>> start Data for processing

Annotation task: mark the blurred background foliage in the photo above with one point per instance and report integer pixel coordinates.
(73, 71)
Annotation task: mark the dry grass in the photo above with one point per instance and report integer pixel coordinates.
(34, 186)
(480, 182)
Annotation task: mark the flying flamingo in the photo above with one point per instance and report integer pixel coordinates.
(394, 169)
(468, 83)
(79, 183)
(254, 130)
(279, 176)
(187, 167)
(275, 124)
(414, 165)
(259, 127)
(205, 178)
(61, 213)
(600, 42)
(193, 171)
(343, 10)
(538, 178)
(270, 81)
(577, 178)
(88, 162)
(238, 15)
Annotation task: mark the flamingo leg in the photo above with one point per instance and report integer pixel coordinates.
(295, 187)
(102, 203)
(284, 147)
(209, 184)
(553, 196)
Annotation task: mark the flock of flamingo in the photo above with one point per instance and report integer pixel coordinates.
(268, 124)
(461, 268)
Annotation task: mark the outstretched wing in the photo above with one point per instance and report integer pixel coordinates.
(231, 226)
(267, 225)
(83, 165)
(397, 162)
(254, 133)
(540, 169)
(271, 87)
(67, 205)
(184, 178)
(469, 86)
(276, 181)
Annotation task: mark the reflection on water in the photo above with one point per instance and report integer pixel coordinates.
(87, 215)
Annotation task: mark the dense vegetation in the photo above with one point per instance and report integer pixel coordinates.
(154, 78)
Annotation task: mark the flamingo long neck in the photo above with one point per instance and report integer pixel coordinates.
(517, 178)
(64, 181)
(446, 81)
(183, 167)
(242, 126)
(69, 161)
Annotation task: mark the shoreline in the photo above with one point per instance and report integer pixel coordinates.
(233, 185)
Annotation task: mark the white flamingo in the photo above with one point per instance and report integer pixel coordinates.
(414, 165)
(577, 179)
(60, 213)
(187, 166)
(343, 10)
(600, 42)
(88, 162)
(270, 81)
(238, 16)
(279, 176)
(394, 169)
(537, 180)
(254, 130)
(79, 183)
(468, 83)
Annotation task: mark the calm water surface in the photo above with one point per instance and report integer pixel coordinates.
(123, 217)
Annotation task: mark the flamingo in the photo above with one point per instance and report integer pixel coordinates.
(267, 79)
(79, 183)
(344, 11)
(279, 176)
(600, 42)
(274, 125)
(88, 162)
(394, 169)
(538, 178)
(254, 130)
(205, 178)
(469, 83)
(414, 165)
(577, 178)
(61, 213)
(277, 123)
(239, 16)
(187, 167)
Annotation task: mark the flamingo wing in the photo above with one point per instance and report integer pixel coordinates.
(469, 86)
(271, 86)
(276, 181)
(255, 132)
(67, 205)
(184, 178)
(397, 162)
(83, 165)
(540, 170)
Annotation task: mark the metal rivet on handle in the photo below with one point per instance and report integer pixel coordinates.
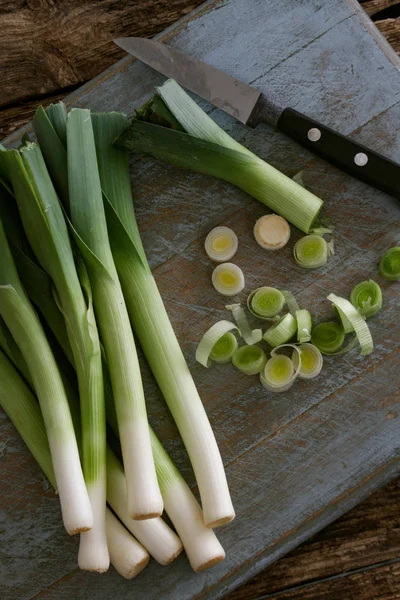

>> end Data for processing

What is needed
Arrange the lines of the material as a JSON list of strings, one string per line and with blank lines omitted. Start at the line containing "Annotation task: mark the flamingo in" and run through the end of the material, inclusive, leaving the pictures out of the answer.

Output of the task
[
  "Annotation task: mark the flamingo in the photo above with one point per instance and report integer pixel coordinates.",
  "(267, 79)",
  "(79, 183)",
  "(344, 11)",
  "(279, 176)",
  "(600, 42)",
  "(274, 125)",
  "(88, 162)",
  "(394, 169)",
  "(538, 178)",
  "(254, 130)",
  "(205, 178)",
  "(469, 83)",
  "(414, 165)",
  "(577, 178)",
  "(61, 213)",
  "(277, 123)",
  "(239, 16)",
  "(187, 167)",
  "Annotation task: mark the flamingo wing in the photo above with one point per instance and report integer pixel coordinates.",
  "(469, 86)",
  "(271, 86)",
  "(276, 181)",
  "(255, 132)",
  "(67, 205)",
  "(184, 178)",
  "(397, 162)",
  "(83, 165)",
  "(540, 170)",
  "Annotation task: mark the metal rivet on handle in the photo below with one point per instance and report integer pixel coordinates."
]